Il Collegio ha accolto il ricorso e, in particolare, la censura con cui Coimpresa aveva dedotto la violazione dell’art. 15 delle N.T.A. del P.P.R., ritenendo che quest’ultimo avesse efficacia prevalente rispetto alle “misure di salvaguardia” di cui agli artt. 47 - 49 delle stesse N.T.A.

Pertanto in questa occasione il Tribunale aveva in effetti dettato il principio di diritto che la ricorrente invoca nella presente sede.

Tuttavia questo non può condurre ad accogliere la relativa doglianza.

In primo luogo perché quelle pronunce avevano ad oggetto atti amministrativi del tutto differenti (si trattava di autorizzazioni paesaggistiche relative ad oggetti diversi dalle opere di urbanizzazione, rectius degli atti di annullamento di tali autorizzazioni), per cui non è dato riscontrare il principale presupposto del “giudicato amministrativo in senso tecnico”, posto che gli atti impugnati nelle due controversie sono differenti, sotto il profilo formale e sostanziale.

In secondo luogo perché le sopra citate pronunce di questa Sezione sono state poi annullate dal Consiglio di Stato con sentenze 5 febbraio 2010, n. 538 e 15 marzo 2010, n. 1491, per cui - come correttamente osserva la difesa regionale a pag. 16 della propria memoria difensiva in data 30 aprile 2012 - “non può ritenersi formato alcun giudicato sui rapporti fra la disciplina transitoria di cui all’art. 15 e quella di cui all’art. 49”, giacché a prescindere da quali censure siano state accolte in appello, quest’ultimo, in virtù del suo effetto devolutivo, ha comportato una radicale rivisitazione della decisione di primo grado e, a seguito della sua riforma piena, ne ha determinato la radicale perdita di efficacia.

Pertanto le affermazioni contenute nelle precedenti sentenze di questa Sezione n. 541 e 542 del 2009, in ordine ai rapporti tra l’art. 15 e l’art. 49 delle N.T.A. del Piano, hanno comunque perduto ogni eventuale efficacia di giudicato e mantengono (per gli aspetti non direttamente smentiti dal Consiglio di Stato) il ruolo di semplici “precedenti”, ovviamente non vincolanti.

= = =

- Lavoro richiesto -
Ricopia dal brano sul giudicato la parte compresa tra "Il Collegio ha" e "delle stesse N.T.A.", estremi inclusi.

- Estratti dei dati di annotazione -

= = =

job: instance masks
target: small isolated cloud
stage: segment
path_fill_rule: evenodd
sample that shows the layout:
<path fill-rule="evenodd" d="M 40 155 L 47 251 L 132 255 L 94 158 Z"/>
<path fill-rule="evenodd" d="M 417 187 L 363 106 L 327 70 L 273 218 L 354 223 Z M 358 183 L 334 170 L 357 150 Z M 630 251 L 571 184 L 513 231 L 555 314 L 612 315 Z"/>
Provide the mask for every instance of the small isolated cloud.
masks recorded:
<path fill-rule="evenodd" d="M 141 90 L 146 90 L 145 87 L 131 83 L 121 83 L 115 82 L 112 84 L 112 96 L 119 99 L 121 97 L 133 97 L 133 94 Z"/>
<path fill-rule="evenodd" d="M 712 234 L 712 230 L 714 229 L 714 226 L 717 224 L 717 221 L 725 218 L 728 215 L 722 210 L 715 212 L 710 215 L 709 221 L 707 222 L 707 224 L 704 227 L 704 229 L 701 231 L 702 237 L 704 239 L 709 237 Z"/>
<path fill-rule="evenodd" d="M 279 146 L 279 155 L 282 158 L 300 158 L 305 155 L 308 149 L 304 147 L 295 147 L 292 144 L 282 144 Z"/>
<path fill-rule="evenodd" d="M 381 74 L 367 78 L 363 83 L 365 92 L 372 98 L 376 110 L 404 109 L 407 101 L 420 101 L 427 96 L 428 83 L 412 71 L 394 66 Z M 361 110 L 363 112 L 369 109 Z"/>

= = =

- Risposta -
Il Collegio ha accolto il ricorso e, in particolare, la censura con cui Coimpresa aveva dedotto la violazione dell’art. 15 delle N.T.A. del P.P.R., ritenendo che quest’ultimo avesse efficacia prevalente rispetto alle “misure di salvaguardia” di cui agli artt. 47 - 49 delle stesse N.T.A.